> **DOCUMENT SEGMENT**:
-------------------------

The truck is pointed north. Are we going home? Not today! Our next destination was just up the road about 80 miles to the outer barrier island that protects the mainland and the city of Sebastian. Long Point County Campground is on the opposite side of the channel from Sebastian Inlet State Park. We were here last year- just a few weeks earlier in February when the temps were much lower and the wind much stronger. This time we parked on the western side of the island facing Sebastian and only 6 feet from the waters edge! (H said to be sure to mention that the last 4 out of 5 campsites have been “waterfront” and 3 of those have been on an island!) Due to the recent rains, several campsites needed attention since RV’s were getting stuck in the mud and digging deep ruts trying to get themselves out. Our site was one of them so we patiently waited while our site was turned into a beach due to all the sand that was dumped and then leveled out!
Our first visitor was a bright white Great Egret that didn’t say much but the look in his eye said he was looking for a handout! Each day he strolled slowly past our little spot by the water – just in case we changed our minds. Out on the tiny island across the way pelicans rested before they went out fishing again. And the sunsets were gorgeous from our little beach, too!

-------------------------

[Natural-language descriptions of regions]
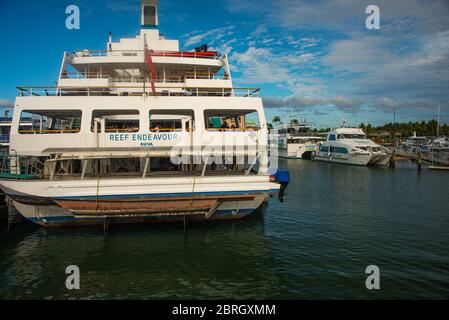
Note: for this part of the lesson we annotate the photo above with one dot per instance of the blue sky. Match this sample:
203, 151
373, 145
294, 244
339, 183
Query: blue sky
317, 56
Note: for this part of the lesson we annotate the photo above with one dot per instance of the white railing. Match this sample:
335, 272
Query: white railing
171, 79
138, 53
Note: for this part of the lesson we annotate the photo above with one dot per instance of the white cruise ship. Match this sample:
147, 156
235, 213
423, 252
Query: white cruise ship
139, 132
350, 146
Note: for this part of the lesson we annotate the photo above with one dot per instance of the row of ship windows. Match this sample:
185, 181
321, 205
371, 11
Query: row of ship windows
69, 121
333, 149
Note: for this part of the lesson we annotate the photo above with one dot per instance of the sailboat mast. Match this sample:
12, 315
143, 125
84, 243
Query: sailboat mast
438, 122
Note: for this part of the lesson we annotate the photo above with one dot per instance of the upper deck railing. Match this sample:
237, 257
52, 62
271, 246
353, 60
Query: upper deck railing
139, 91
140, 53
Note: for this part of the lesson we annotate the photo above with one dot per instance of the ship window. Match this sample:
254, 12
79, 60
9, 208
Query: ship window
232, 120
115, 121
50, 121
172, 120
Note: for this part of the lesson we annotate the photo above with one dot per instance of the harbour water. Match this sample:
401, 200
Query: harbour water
336, 220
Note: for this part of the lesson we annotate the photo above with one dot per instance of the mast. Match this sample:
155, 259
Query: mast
394, 128
149, 14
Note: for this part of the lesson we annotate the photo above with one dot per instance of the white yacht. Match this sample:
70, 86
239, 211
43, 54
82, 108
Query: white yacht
139, 132
296, 140
350, 146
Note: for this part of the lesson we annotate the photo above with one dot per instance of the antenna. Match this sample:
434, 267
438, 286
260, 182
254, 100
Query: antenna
438, 123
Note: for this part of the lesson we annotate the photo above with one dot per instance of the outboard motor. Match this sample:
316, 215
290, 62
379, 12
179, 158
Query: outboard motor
283, 178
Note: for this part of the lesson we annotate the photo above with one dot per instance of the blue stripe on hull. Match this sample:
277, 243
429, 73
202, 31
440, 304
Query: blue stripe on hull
221, 214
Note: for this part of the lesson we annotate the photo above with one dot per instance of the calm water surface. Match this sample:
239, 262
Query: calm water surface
336, 221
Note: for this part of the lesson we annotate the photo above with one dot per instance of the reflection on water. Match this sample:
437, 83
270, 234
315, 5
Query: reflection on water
159, 261
336, 221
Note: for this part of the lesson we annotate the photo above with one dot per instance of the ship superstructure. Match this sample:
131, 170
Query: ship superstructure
139, 132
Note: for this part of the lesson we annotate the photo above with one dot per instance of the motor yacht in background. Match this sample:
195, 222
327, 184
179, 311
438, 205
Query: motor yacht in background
139, 132
350, 146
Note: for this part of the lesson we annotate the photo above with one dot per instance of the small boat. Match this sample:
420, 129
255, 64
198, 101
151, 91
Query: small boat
350, 146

-------------------------

Reproduce a passage of the campground post, beginning at the words "Our first visitor" and stopping after "little beach, too!", and rename "Great Egret" as "Snowy Egret".

> **EXPECTED OUTPUT**:
Our first visitor was a bright white Snowy Egret that didn’t say much but the look in his eye said he was looking for a handout! Each day he strolled slowly past our little spot by the water – just in case we changed our minds. Out on the tiny island across the way pelicans rested before they went out fishing again. And the sunsets were gorgeous from our little beach, too!